EXERCISE DIRECTIONS -> Reproduce the following listing word for word, keeping every line as it appears.
-------- DATASET CONTENT --------
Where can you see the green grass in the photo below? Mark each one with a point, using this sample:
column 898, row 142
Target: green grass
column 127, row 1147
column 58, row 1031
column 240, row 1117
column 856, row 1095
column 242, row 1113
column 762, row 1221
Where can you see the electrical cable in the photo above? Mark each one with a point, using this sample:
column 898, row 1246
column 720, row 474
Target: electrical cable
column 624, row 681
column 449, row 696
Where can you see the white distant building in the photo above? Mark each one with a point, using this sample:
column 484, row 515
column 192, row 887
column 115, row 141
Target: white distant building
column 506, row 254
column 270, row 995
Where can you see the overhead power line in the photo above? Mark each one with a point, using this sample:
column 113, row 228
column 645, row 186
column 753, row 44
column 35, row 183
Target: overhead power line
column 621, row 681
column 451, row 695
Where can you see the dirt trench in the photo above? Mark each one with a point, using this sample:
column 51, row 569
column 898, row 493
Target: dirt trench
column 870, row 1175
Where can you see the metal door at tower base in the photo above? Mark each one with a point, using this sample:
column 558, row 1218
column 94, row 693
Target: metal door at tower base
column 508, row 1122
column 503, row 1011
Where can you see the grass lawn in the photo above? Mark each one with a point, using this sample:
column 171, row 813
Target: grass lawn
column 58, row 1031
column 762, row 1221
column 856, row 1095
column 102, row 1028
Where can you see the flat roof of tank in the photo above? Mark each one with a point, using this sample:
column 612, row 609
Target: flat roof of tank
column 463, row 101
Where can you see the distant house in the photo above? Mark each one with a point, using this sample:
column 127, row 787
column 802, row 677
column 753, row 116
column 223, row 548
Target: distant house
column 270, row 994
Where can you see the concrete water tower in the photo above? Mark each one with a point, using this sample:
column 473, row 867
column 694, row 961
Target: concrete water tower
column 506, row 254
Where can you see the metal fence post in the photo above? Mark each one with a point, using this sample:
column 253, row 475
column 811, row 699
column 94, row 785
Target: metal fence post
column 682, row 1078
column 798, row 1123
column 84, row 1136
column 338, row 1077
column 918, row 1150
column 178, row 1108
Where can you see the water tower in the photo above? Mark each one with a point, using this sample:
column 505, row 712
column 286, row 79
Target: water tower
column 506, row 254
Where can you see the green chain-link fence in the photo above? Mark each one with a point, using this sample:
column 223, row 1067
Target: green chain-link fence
--------
WRITTEN RESPONSE ->
Where can you see the green grass in the photo below? Mark each one with a point, using this sample:
column 898, row 142
Target: green grass
column 127, row 1147
column 58, row 1031
column 240, row 1117
column 856, row 1095
column 242, row 1113
column 762, row 1221
Where can you see the electrical cable in the photo above? Mark each one with a point, using this sample:
column 898, row 1246
column 720, row 474
Target: electrical cable
column 624, row 681
column 449, row 696
Where can you see the white distant building in the photo above? Mark each one with a point, using this sample:
column 484, row 515
column 192, row 887
column 115, row 141
Target: white distant building
column 506, row 254
column 270, row 995
Where can you see the overhead power line in the photo above? Mark each one with a point, using this sample:
column 113, row 228
column 645, row 186
column 753, row 44
column 35, row 183
Target: overhead power line
column 621, row 681
column 451, row 695
Where can you see the dirt trench in the photo above? Mark each one with a point, using this sample:
column 51, row 569
column 898, row 493
Target: dirt trench
column 870, row 1175
Where can you see the metal door at tower base in the photo above? Mark each one with a point, using this sample:
column 558, row 1218
column 94, row 693
Target: metal door at tower base
column 508, row 1122
column 503, row 1011
Where can you see the grass lawn in the photo above? Mark each one with a point, using this sample:
column 171, row 813
Target: grass lawn
column 58, row 1031
column 762, row 1221
column 856, row 1095
column 102, row 1028
Where can you see the flat roof of tank in the photo above? Mark each one with a point, using this sample:
column 612, row 609
Target: flat roof of tank
column 463, row 101
Where can you see the distant house in the photo above? Mark each one with a point, using this sample:
column 127, row 787
column 802, row 677
column 753, row 116
column 223, row 548
Target: distant house
column 270, row 994
Where can you see the concrete water tower in the photo above? Mark each one with a point, using this sample:
column 473, row 867
column 694, row 961
Target: concrete water tower
column 506, row 254
Where can you see the metal fence post in the photo above? Mark each one with a point, using this sample:
column 253, row 475
column 811, row 699
column 94, row 785
Target: metal fence post
column 682, row 1078
column 798, row 1123
column 84, row 1136
column 338, row 1077
column 918, row 1150
column 178, row 1108
Where can you see the water tower in the photo above? Mark each one with a point, using this sample:
column 505, row 712
column 286, row 79
Target: water tower
column 506, row 254
Where can you see the green chain-link fence in the photo above? Mark each one with a point, using this sample:
column 223, row 1067
Target: green chain-link fence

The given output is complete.